> _TASK DIRECTIONS_: Scan the records below for the line with "Query: document on podium" and the line with "Query: shirt collar". Repeat those two lines and every line between them exactly, and nothing else.

> _MATERIAL SUPPLIED_:
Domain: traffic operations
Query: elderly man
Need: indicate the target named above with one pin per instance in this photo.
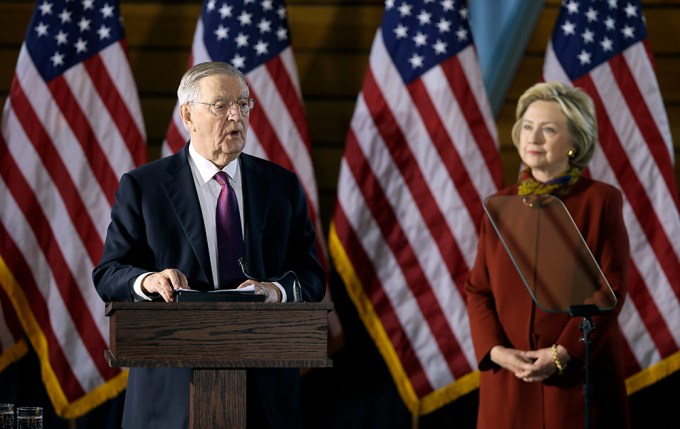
(184, 222)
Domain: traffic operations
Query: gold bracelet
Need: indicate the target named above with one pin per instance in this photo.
(558, 363)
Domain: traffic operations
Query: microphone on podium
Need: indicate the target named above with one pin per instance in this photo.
(297, 289)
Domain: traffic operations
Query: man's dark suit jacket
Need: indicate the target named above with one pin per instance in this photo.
(156, 223)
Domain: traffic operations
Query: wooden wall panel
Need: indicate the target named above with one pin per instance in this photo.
(332, 40)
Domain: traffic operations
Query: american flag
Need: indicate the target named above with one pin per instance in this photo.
(602, 47)
(420, 156)
(254, 37)
(71, 126)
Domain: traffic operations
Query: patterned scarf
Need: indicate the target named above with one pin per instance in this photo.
(559, 186)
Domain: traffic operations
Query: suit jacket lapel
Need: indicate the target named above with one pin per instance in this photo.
(181, 192)
(256, 207)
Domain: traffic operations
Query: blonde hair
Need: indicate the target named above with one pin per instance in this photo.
(579, 109)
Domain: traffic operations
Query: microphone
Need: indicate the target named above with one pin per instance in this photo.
(297, 289)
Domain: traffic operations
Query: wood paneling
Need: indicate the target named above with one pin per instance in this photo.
(332, 40)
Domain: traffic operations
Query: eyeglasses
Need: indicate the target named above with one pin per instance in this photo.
(221, 108)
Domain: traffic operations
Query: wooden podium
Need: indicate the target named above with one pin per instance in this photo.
(219, 341)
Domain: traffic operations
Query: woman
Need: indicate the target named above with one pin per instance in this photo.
(531, 361)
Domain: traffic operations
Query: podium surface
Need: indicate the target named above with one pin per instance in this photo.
(219, 341)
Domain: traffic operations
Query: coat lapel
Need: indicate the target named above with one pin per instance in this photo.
(181, 192)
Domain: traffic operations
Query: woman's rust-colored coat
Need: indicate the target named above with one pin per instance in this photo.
(502, 313)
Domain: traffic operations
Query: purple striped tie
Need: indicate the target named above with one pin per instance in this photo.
(230, 245)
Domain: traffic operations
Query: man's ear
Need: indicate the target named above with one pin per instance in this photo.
(185, 114)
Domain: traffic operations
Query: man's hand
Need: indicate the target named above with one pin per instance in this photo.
(513, 360)
(272, 293)
(165, 283)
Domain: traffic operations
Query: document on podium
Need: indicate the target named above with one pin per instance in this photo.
(549, 253)
(246, 294)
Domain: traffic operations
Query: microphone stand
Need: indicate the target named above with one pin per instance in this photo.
(297, 289)
(586, 326)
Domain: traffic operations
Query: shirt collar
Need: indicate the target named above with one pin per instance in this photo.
(207, 169)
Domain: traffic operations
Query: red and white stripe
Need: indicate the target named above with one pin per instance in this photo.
(65, 145)
(419, 159)
(635, 154)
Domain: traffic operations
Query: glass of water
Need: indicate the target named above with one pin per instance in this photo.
(6, 416)
(29, 418)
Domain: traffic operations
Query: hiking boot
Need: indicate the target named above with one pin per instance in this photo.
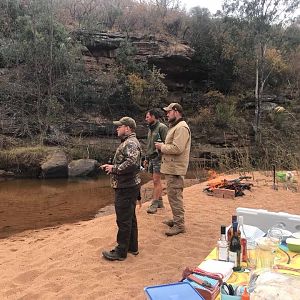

> _RESULT FOR THIS EXERCISE_:
Query: document on podium
Need: indicate the target named above with one pin per instance in this photo.
(549, 253)
(246, 294)
Domain: traffic operations
Query: microphone stand
Need: indicate the target named above with one pin per instance in this photo.
(297, 289)
(586, 326)
Domain: traffic operations
Query: shirt collar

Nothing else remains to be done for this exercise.